## Article:
# # # # #
The Mondrian Hotel is a boutique hotel owned and/or operated by SBE Entertainment Group, located in West Hollywood, California.

History
The structure was built in 1959 as an apartment building. It was later renovated and reopened in 1985 as the Le Mondrian by the L'Ermitage Hotel Group. The outside of Le Mondrian featured a commissioned work by Yaacov Agam entitled L'Hommage a Mondrian which covered the hotel's 9 story exterior. As of November 2014 room rates begin at $365 per night.

Le Mondrian was later purchased by Ian Schrager and his Morgans Hotel Group in 1996 and renamed Mondrian Hotel Los Angeles. In 2008, Morgans Hotel Group commissioned designer Benjamin Noriega-Ortiz to update the hotel.

In April 2011, Morgans Hotel Group reached a deal to sell the Mondrian Los Angeles to Pebblebrook Hotel Trust for $137 million.  Morgans Hotel Group will continue to manage the hotel under a 20-year agreement.

On November 30, 2016, Morgans Hotel Group, including the Mondrian Los Angeles, was acquired by SBE Entertainment Group for $805 million.

In popular culture

Events
On December 4, 2007, rapper Pimp C was found dead in his room at the Mondrian Hotel in West Hollywood, California.

The wrap party of Star Trek: Deep Space Nine was held at the Mondrian in 1999. Images of the party at the Mondrian can be seen in the season seven DVD of the series.

Films
Britney Spears documentary Britney: For the Record (2008), was filmed at the Mondrian Hotel.

Literature
One of the main characters in William Gibson's novel Spook Country (2007) stays at the Mondrian while in Los Angeles on business.
# # # # #
## Data entries:

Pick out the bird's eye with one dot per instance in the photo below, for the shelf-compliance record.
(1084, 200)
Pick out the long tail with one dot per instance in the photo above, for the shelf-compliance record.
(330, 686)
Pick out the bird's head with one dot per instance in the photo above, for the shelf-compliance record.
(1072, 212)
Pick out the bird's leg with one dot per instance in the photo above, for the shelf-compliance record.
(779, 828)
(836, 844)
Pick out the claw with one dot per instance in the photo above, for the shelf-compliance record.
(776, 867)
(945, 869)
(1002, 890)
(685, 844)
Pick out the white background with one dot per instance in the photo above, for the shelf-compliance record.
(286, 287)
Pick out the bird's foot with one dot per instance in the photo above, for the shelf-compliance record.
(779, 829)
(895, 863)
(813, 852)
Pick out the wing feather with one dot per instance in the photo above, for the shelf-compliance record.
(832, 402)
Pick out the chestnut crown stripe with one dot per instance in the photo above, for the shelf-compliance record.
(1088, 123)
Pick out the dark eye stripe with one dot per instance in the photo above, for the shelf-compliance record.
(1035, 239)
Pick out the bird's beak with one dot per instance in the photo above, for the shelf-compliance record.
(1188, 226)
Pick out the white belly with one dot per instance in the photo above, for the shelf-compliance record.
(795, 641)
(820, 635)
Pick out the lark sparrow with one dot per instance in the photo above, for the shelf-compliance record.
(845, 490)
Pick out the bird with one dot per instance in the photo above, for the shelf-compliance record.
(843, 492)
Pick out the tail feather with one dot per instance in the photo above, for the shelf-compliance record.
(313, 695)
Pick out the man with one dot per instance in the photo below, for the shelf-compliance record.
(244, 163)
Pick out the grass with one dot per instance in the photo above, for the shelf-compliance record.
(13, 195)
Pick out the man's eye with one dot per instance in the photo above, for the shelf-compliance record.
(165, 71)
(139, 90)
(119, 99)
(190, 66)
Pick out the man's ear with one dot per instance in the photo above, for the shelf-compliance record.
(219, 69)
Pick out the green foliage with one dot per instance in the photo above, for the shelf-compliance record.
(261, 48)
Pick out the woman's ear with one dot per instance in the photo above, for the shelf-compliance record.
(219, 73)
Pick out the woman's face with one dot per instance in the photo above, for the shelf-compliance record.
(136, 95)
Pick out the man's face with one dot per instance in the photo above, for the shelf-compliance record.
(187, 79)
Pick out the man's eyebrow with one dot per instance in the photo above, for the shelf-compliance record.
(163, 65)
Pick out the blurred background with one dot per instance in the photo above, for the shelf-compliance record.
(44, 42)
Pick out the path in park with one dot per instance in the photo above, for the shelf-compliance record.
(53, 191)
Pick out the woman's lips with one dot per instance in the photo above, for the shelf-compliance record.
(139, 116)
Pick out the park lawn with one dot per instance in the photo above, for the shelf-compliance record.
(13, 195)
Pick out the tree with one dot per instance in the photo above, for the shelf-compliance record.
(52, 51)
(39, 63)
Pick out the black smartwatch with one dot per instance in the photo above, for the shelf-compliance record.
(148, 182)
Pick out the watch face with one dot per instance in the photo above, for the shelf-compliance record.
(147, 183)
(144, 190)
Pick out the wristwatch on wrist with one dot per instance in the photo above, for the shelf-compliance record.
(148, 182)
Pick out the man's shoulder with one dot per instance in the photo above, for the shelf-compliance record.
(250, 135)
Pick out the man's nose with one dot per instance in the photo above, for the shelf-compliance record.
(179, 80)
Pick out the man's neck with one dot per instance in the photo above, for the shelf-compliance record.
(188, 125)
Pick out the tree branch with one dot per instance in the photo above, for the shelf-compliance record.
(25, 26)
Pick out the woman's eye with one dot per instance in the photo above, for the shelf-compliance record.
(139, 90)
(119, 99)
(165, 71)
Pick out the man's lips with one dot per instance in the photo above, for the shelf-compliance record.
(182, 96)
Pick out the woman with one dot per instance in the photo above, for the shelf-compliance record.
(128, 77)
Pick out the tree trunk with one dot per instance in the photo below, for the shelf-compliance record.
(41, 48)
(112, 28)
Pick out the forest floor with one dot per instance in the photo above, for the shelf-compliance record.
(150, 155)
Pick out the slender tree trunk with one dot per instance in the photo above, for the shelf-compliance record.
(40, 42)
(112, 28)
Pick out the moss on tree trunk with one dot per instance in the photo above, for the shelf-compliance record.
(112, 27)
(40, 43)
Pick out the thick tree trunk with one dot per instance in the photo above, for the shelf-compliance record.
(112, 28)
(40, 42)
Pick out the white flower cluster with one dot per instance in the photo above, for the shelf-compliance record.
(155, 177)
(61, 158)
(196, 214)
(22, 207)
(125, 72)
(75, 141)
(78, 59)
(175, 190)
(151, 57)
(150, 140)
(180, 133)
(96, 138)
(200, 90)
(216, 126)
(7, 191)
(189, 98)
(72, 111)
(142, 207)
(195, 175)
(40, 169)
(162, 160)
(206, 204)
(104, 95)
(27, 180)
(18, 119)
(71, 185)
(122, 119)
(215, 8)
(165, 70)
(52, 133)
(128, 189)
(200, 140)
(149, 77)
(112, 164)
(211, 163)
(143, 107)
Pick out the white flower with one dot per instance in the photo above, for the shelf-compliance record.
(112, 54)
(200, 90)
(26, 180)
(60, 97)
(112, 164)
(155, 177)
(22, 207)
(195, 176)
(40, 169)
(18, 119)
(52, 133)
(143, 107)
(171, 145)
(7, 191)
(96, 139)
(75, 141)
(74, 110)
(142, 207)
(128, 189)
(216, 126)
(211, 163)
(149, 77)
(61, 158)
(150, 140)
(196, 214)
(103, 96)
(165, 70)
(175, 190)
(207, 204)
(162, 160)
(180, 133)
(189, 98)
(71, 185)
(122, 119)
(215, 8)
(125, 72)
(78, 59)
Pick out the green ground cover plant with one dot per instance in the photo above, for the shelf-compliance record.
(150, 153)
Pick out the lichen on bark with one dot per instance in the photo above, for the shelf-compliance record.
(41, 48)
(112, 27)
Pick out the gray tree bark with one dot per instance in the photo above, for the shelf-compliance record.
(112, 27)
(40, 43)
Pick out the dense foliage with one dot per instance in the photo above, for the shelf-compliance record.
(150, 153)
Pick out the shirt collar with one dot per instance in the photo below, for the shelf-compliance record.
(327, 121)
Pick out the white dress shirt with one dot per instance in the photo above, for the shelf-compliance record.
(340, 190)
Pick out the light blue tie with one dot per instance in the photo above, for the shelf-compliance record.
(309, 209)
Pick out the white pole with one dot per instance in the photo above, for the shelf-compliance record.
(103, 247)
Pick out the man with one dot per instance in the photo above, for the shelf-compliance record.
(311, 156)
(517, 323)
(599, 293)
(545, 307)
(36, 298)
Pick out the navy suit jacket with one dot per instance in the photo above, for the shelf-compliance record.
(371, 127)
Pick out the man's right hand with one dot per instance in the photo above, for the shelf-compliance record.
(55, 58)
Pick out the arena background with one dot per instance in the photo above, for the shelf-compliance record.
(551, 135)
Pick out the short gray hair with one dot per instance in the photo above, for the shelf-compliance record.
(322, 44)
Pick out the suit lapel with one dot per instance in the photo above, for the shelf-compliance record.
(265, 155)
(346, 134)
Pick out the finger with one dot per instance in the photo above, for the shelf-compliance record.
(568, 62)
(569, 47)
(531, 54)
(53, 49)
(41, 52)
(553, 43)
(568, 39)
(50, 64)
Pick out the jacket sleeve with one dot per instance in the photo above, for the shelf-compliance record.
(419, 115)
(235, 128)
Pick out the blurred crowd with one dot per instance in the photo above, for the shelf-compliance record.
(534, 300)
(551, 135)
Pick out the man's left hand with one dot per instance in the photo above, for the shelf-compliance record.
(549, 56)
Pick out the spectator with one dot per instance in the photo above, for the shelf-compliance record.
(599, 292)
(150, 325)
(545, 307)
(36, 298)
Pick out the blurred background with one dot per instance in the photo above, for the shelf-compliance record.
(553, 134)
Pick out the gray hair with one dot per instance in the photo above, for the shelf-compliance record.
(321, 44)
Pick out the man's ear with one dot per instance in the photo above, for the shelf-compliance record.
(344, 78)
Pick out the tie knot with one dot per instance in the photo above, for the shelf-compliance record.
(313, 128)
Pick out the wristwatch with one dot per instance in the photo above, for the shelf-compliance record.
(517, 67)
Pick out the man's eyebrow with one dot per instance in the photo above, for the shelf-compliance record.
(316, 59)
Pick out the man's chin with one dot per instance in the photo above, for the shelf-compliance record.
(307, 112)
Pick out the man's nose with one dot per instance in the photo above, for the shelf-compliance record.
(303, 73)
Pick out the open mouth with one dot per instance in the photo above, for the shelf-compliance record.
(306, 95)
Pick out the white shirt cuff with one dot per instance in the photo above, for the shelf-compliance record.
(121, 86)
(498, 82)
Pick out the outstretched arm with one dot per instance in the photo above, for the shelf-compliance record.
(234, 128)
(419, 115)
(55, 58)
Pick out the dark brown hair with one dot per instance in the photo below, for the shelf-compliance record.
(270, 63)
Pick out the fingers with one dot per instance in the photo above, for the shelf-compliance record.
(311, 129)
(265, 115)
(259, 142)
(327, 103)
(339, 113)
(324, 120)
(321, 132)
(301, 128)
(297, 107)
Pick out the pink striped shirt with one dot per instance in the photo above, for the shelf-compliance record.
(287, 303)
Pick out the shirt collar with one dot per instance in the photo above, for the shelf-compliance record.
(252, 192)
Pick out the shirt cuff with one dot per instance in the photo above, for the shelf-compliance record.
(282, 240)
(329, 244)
# # # # #
## Brief 1:
According to the Mondrian Hotel article, in what year was the structure built as an apartment building?
## Brief 2:
Rewrite everything in the Mondrian Hotel article from "The Mondrian Hotel is" down to "update the hotel.", putting "office building" in place of "apartment building".
## Brief 3:
Carry on the Mondrian Hotel article from the point where it ends.

## Result 1:
1959

## Result 2:
The Mondrian Hotel is a boutique hotel owned and/or operated by SBE Entertainment Group, located in West Hollywood, California.

History
The structure was built in 1959 as an office building. It was later renovated and reopened in 1985 as the Le Mondrian by the L'Ermitage Hotel Group. The outside of Le Mondrian featured a commissioned work by Yaacov Agam entitled L'Hommage a Mondrian which covered the hotel's 9 story exterior. As of November 2014 room rates begin at $365 per night.

Le Mondrian was later purchased by Ian Schrager and his Morgans Hotel Group in 1996 and renamed Mondrian Hotel Los Angeles. In 2008, Morgans Hotel Group commissioned designer Benjamin Noriega-Ortiz to update the hotel.

## Result 3:
Music
The hotel is featured in the video for "All Up 2 You" (2009), performed by Akon, Aventura, and Wisin & Yandel

The lyrics to Dr. Dooom and Jacky Jasper's song "Neighbours Next Door", from First Come, First Served (1999), state: "Lookin' out your Mondrian Hotel window, like Elvis Presley coming down the elevator."

The lyrics to 50 Cent's song "Places to Go", from 8 Mile: Music from and Inspired by the Motion Picture (2002), reference the hotel: "Matter of fact you gotta send it to Sunset Blvd up in the Mondrian"

Television
Several episodes of the HBO series Entourage were filmed on-location at the Mondrian.

In the third installment of the Family Guy Star Wars parody, "Episode VI It's a trap", about 16:11 into the episode, the character played by Angela thanks her audience for meeting her "in the lobby of the Mondrian", drawing a comparison between the Mondrian Miami lobby's futuristic design and the interior of a Star Wars spaceship.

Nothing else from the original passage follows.